Task description: The answer is the set of lines that include "camera", copied from the data below.
▶
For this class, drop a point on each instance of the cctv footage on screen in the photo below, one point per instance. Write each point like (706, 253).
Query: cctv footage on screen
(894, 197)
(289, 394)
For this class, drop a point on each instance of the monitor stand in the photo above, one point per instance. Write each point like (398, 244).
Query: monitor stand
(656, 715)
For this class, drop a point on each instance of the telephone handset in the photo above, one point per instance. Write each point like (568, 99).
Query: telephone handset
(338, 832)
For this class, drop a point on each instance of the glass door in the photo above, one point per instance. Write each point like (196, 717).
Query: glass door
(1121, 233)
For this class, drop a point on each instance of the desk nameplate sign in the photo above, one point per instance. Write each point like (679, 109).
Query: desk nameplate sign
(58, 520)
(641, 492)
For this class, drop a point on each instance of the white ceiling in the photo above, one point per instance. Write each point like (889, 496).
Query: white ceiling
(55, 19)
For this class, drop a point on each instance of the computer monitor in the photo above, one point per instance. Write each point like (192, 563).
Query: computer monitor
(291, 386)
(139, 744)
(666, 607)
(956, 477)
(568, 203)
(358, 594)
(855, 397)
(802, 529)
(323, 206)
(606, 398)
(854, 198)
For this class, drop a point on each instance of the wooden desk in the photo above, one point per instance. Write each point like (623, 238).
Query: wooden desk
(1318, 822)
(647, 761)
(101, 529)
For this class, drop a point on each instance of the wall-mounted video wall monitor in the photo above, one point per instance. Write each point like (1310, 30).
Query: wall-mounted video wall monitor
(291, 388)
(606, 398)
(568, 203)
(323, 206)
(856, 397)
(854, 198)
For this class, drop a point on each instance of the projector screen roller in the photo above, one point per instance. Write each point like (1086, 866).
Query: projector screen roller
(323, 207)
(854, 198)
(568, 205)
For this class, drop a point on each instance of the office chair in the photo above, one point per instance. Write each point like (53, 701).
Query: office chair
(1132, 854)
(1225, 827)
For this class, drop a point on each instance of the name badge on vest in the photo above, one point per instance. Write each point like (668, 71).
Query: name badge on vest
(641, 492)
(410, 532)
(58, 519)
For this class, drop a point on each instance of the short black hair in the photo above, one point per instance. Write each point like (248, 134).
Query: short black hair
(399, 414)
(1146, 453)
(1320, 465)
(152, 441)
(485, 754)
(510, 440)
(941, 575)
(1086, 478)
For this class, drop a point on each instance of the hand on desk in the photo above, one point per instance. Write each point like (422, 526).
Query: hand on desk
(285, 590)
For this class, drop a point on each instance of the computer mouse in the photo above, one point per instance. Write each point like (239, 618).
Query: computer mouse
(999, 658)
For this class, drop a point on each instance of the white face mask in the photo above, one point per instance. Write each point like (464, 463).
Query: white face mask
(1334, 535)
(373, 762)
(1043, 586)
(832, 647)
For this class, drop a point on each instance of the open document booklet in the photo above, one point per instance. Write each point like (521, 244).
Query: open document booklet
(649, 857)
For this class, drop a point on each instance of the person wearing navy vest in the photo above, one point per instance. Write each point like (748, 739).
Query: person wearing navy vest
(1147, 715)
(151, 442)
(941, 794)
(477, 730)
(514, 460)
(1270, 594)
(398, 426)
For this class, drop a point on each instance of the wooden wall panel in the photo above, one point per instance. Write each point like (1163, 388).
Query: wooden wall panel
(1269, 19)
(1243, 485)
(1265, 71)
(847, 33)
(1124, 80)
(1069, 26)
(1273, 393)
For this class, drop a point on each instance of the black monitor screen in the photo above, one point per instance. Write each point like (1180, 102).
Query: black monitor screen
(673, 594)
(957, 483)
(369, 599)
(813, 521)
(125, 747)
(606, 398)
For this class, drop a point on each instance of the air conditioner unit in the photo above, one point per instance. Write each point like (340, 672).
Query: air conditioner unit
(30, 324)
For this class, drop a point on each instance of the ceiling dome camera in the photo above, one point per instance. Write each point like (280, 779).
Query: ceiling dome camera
◀
Problem solution:
For this class, drop a point on each instance of the ceiling dome camera in the photo above, one point per instance. Write each point like (280, 779).
Query: ceiling dome camera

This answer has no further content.